(Dataset entries)
##########

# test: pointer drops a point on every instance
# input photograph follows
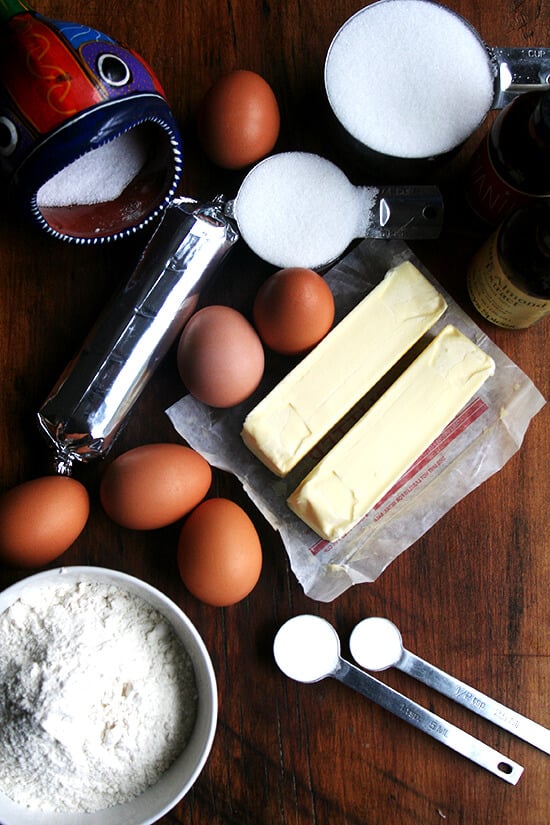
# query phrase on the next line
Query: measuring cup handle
(519, 70)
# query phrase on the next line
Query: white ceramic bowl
(153, 803)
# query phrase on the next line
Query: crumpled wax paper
(487, 432)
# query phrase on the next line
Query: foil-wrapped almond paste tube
(93, 397)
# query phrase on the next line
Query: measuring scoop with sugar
(376, 644)
(307, 649)
(299, 209)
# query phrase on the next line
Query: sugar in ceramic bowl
(175, 783)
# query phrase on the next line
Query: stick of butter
(344, 366)
(391, 435)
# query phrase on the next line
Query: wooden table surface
(470, 596)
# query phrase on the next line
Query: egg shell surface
(293, 310)
(154, 485)
(40, 519)
(238, 120)
(219, 553)
(220, 356)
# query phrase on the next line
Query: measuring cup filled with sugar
(409, 81)
(89, 149)
(299, 209)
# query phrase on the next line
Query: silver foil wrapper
(92, 399)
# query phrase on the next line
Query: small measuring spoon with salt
(299, 209)
(376, 644)
(307, 649)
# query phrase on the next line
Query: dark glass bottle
(512, 165)
(509, 278)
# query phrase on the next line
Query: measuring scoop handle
(475, 701)
(426, 721)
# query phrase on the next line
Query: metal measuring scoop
(376, 644)
(299, 209)
(307, 649)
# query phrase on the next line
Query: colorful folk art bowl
(89, 147)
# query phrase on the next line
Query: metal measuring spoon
(307, 649)
(376, 644)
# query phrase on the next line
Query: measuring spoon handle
(475, 701)
(426, 721)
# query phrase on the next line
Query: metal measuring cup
(420, 86)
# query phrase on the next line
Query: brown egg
(220, 356)
(154, 485)
(219, 553)
(293, 310)
(238, 120)
(40, 519)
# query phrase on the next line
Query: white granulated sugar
(306, 648)
(98, 697)
(100, 175)
(298, 209)
(409, 78)
(376, 643)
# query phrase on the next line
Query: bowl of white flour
(108, 700)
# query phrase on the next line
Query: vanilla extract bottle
(509, 278)
(511, 167)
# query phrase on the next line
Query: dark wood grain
(470, 596)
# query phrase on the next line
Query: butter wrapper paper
(477, 443)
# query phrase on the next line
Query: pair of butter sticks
(342, 368)
(356, 473)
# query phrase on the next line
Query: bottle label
(495, 296)
(489, 196)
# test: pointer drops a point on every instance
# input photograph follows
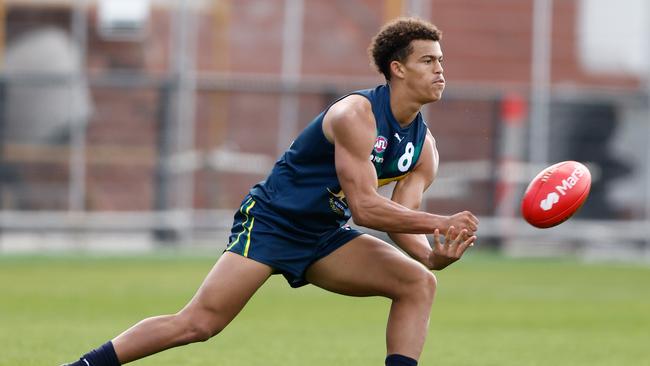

##########

_INSTRUCTION_
Pick out every line of the material above that contains the string "spoon", treating uppercase and lowercase as different.

_WORKED ANSWER_
Query: small measuring spoon with salt
Query: metal measuring spoon
Query: measuring spoon handle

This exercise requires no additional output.